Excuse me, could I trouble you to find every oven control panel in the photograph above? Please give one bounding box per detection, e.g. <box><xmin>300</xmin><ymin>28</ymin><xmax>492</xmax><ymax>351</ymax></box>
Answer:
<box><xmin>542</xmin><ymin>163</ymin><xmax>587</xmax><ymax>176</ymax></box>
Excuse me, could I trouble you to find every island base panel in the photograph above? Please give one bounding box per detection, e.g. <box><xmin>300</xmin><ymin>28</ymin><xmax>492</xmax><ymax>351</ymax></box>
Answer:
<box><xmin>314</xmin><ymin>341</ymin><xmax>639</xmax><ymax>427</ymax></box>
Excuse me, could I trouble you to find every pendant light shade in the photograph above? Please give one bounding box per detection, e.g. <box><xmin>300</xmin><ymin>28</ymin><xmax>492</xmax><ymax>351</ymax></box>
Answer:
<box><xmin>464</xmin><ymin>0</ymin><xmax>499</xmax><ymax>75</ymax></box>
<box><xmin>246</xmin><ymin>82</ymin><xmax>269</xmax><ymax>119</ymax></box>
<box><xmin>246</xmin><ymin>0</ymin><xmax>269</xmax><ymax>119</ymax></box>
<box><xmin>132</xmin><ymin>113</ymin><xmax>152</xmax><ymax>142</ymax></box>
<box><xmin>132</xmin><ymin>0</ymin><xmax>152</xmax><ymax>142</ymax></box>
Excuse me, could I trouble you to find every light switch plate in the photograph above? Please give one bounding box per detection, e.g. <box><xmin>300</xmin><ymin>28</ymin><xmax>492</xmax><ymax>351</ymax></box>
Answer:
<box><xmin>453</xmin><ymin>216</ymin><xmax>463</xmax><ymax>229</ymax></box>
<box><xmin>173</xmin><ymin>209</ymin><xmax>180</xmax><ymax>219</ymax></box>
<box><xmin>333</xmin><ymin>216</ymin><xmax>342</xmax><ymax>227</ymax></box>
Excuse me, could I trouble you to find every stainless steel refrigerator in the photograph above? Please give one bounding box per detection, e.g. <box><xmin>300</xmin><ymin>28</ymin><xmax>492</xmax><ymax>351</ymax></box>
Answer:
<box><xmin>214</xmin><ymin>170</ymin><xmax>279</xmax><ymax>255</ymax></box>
━━━
Please write out all the data above, exactly as it reads.

Excuse me, could I trouble you to find every oven control panel in the photograph above? Please give one bounding box per detection, e.g. <box><xmin>300</xmin><ymin>28</ymin><xmax>492</xmax><ymax>351</ymax></box>
Answer:
<box><xmin>542</xmin><ymin>163</ymin><xmax>587</xmax><ymax>176</ymax></box>
Excuse me, could I trouble you to find every island base panel in the photograph above? Please give one bounding box per detection, e.g. <box><xmin>300</xmin><ymin>28</ymin><xmax>492</xmax><ymax>351</ymax></box>
Answer:
<box><xmin>314</xmin><ymin>341</ymin><xmax>639</xmax><ymax>427</ymax></box>
Excuse me, could I trouble you to find every pendant light shade in the photograph above? Please give one bounding box per detection, e.g. <box><xmin>300</xmin><ymin>28</ymin><xmax>492</xmax><ymax>351</ymax></box>
Answer:
<box><xmin>464</xmin><ymin>0</ymin><xmax>499</xmax><ymax>75</ymax></box>
<box><xmin>246</xmin><ymin>82</ymin><xmax>269</xmax><ymax>119</ymax></box>
<box><xmin>246</xmin><ymin>0</ymin><xmax>269</xmax><ymax>119</ymax></box>
<box><xmin>132</xmin><ymin>113</ymin><xmax>152</xmax><ymax>142</ymax></box>
<box><xmin>132</xmin><ymin>0</ymin><xmax>152</xmax><ymax>142</ymax></box>
Excuse me, could I trouble you to find every light switch plate in the photograph above? Please give one bounding box per detection, e.g. <box><xmin>300</xmin><ymin>28</ymin><xmax>492</xmax><ymax>351</ymax></box>
Answer:
<box><xmin>453</xmin><ymin>216</ymin><xmax>463</xmax><ymax>229</ymax></box>
<box><xmin>173</xmin><ymin>209</ymin><xmax>180</xmax><ymax>219</ymax></box>
<box><xmin>333</xmin><ymin>216</ymin><xmax>342</xmax><ymax>227</ymax></box>
Excuse me, could I trouble you to find every stainless steel refrigerator in the photograph above? Please give one bounding box per detection, e.g. <box><xmin>300</xmin><ymin>28</ymin><xmax>492</xmax><ymax>351</ymax></box>
Answer:
<box><xmin>214</xmin><ymin>170</ymin><xmax>279</xmax><ymax>255</ymax></box>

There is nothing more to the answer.